Region labeling items
· · · · ·

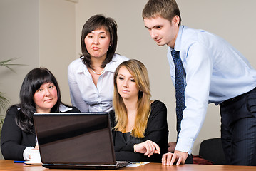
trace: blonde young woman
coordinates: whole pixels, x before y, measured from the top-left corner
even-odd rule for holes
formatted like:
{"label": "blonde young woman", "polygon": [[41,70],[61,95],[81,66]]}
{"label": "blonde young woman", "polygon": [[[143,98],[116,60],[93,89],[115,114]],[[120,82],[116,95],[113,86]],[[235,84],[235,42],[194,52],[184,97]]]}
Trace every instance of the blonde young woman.
{"label": "blonde young woman", "polygon": [[148,71],[138,60],[123,62],[114,74],[110,113],[117,160],[160,162],[167,152],[167,109],[150,100]]}

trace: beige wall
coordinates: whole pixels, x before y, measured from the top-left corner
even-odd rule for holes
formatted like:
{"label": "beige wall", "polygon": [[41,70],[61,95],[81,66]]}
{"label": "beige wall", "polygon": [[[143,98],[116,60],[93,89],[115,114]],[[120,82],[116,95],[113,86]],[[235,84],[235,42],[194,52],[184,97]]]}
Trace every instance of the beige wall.
{"label": "beige wall", "polygon": [[[56,76],[63,101],[70,104],[67,66],[81,53],[83,24],[92,15],[103,14],[118,23],[117,53],[137,58],[148,68],[152,99],[162,100],[168,109],[170,141],[175,141],[175,90],[166,58],[167,46],[158,47],[144,28],[141,11],[146,0],[1,0],[0,60],[19,58],[16,73],[0,68],[0,90],[19,103],[19,91],[25,75],[33,68],[45,66]],[[178,0],[183,24],[203,28],[230,42],[256,68],[253,50],[256,34],[255,0]],[[4,111],[1,113],[4,114]],[[218,107],[210,105],[193,154],[200,142],[220,137]]]}
{"label": "beige wall", "polygon": [[76,58],[75,3],[66,0],[39,1],[40,66],[56,77],[63,103],[71,105],[67,68]]}
{"label": "beige wall", "polygon": [[[147,0],[80,0],[76,4],[76,53],[81,53],[81,28],[92,15],[102,14],[118,23],[117,53],[137,58],[148,68],[152,98],[165,103],[168,110],[170,141],[176,140],[175,90],[166,58],[167,46],[158,47],[144,28],[141,11]],[[205,29],[219,35],[241,51],[256,67],[254,40],[256,34],[255,0],[178,0],[182,24],[194,28]],[[235,69],[235,68],[234,68]],[[198,154],[202,140],[220,136],[219,107],[209,105],[205,123],[195,142],[193,154]]]}

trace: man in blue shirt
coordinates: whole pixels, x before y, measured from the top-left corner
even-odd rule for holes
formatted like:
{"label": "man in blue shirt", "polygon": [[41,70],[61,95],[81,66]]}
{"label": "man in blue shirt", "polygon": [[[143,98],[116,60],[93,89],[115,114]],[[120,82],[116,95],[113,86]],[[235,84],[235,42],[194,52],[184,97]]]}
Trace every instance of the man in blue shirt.
{"label": "man in blue shirt", "polygon": [[184,78],[180,131],[174,153],[165,154],[162,163],[185,163],[203,123],[208,104],[214,103],[220,106],[221,138],[227,164],[256,165],[256,71],[224,39],[181,26],[175,0],[149,0],[143,18],[156,43],[168,46],[167,57],[176,85],[176,98],[173,50],[179,53]]}

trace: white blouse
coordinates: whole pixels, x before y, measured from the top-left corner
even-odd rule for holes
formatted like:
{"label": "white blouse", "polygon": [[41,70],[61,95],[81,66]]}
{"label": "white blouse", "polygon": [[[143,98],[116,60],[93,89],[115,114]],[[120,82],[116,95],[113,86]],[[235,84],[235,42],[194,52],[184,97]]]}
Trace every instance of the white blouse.
{"label": "white blouse", "polygon": [[98,78],[97,86],[81,58],[71,62],[68,68],[68,78],[71,103],[81,112],[108,112],[112,110],[113,76],[116,68],[128,60],[115,54]]}

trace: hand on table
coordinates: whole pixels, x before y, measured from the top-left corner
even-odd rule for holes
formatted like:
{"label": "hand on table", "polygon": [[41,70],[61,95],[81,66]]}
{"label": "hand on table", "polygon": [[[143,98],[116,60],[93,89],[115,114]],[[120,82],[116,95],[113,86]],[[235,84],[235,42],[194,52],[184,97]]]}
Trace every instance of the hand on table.
{"label": "hand on table", "polygon": [[173,152],[174,150],[176,147],[176,142],[169,142],[168,143],[168,149],[167,150],[168,152]]}
{"label": "hand on table", "polygon": [[174,151],[174,153],[168,152],[162,157],[162,165],[173,165],[174,163],[176,163],[176,165],[179,165],[180,164],[184,164],[188,156],[188,152],[181,151]]}
{"label": "hand on table", "polygon": [[148,157],[150,157],[154,153],[160,154],[158,145],[149,140],[139,144],[135,144],[133,147],[134,152],[144,153],[144,155]]}

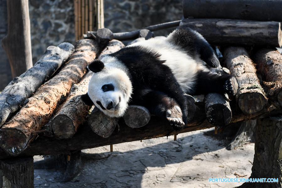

· · · · ·

Problem to solve: Rewrite the listing above as a numbered list with one item per line, skipping blank lines. Leave out the picture lines.

Correct output:
1. trace: blonde young woman
2. coordinates: whole pixels, x before y, measured from the top-left corner
3. even-odd rule for holes
4. formatted like:
5. {"label": "blonde young woman", "polygon": [[41,70],[61,95],[81,66]]}
6. {"label": "blonde young woman", "polygon": [[[143,98],[116,60],[93,89],[115,114]],[[120,82],[116,95],[113,86]],[[235,84],[235,42],[194,52],[184,97]]]}
7. Trace every instance of the blonde young woman.
8. {"label": "blonde young woman", "polygon": [[148,71],[138,60],[123,62],[114,74],[110,113],[117,160],[160,162],[167,152],[167,109],[150,100]]}
9. trace: beige wall
10. coordinates: whole pixels, x before y, measured from the top-left corner
11. even-odd rule for holes
12. formatted like:
13. {"label": "beige wall", "polygon": [[41,70],[61,95],[81,66]]}
14. {"label": "beige wall", "polygon": [[[143,98],[116,60],[93,89],[115,114]],[[120,82],[116,95],[113,86]],[[235,84],[235,42],[194,52],[184,97]]]}
15. Trace every instance of the beige wall.
16. {"label": "beige wall", "polygon": [[[56,76],[63,101],[70,104],[67,66],[81,53],[83,24],[92,15],[103,14],[118,23],[117,53],[137,58],[148,68],[152,99],[162,100],[168,109],[170,141],[175,141],[175,90],[166,58],[167,46],[158,47],[144,28],[141,11],[146,0],[1,0],[0,60],[19,58],[16,73],[0,68],[0,90],[19,103],[19,91],[25,75],[33,68],[45,66]],[[178,0],[183,24],[203,28],[230,42],[256,68],[253,50],[256,34],[255,0]],[[4,111],[1,113],[4,114]],[[218,107],[210,105],[193,154],[200,142],[220,137]]]}
17. {"label": "beige wall", "polygon": [[76,58],[75,3],[66,0],[39,1],[40,66],[56,77],[63,103],[71,105],[67,68]]}
18. {"label": "beige wall", "polygon": [[[147,0],[80,0],[76,4],[76,53],[81,53],[81,28],[92,15],[102,14],[118,23],[117,53],[137,58],[148,68],[152,98],[165,103],[168,110],[170,141],[176,140],[175,90],[166,58],[167,46],[158,47],[144,28],[141,11]],[[205,29],[219,35],[241,51],[256,67],[254,40],[256,34],[255,0],[178,0],[182,24],[194,28]],[[235,69],[235,68],[234,68]],[[198,154],[202,140],[220,136],[219,107],[209,105],[205,123],[195,142],[193,154]]]}
19. trace: man in blue shirt
20. coordinates: whole pixels, x before y, measured from the top-left corner
21. even-odd rule for holes
22. formatted like:
23. {"label": "man in blue shirt", "polygon": [[41,70],[61,95],[81,66]]}
24. {"label": "man in blue shirt", "polygon": [[[143,98],[116,60],[93,89],[115,114]],[[120,82],[116,95],[113,86]],[[235,84],[235,42],[194,52],[184,97]]]}
25. Trace every instance of the man in blue shirt.
26. {"label": "man in blue shirt", "polygon": [[184,78],[180,131],[174,153],[165,154],[162,163],[185,163],[203,123],[208,104],[214,103],[220,106],[221,138],[227,164],[256,165],[256,71],[224,39],[181,26],[175,0],[149,0],[143,18],[156,43],[168,46],[167,57],[176,85],[176,98],[173,50],[179,53]]}
27. trace: white blouse
28. coordinates: whole pixels, x before y, measured from the top-left corner
29. even-odd rule for holes
30. formatted like:
31. {"label": "white blouse", "polygon": [[41,70],[61,95],[81,66]]}
32. {"label": "white blouse", "polygon": [[[143,98],[116,60],[93,89],[115,114]],[[120,82],[116,95],[113,86]],[[235,84],[235,42],[194,52],[184,97]]]}
33. Trace every instance of the white blouse.
34. {"label": "white blouse", "polygon": [[98,78],[97,86],[81,58],[71,62],[68,68],[68,78],[71,103],[81,112],[108,112],[112,110],[113,76],[116,68],[128,60],[115,54]]}
35. trace: hand on table
36. coordinates: whole pixels, x before y, measured from the top-left corner
37. even-odd rule for holes
38. formatted like:
39. {"label": "hand on table", "polygon": [[41,70],[61,95],[81,66]]}
40. {"label": "hand on table", "polygon": [[[143,98],[116,60],[93,89],[115,114]],[[120,82],[116,95],[113,86]],[[235,84],[235,42],[194,52],[184,97]]]}
41. Trace every instance of the hand on table.
42. {"label": "hand on table", "polygon": [[173,152],[174,150],[176,147],[176,142],[169,142],[168,143],[168,149],[167,150],[168,152]]}
43. {"label": "hand on table", "polygon": [[174,151],[174,153],[168,152],[162,157],[162,165],[173,165],[174,163],[176,163],[176,165],[179,165],[180,164],[184,164],[188,156],[188,152],[181,151]]}
44. {"label": "hand on table", "polygon": [[148,157],[150,157],[154,153],[160,154],[158,145],[149,140],[139,144],[135,144],[133,147],[134,152],[144,153],[144,155]]}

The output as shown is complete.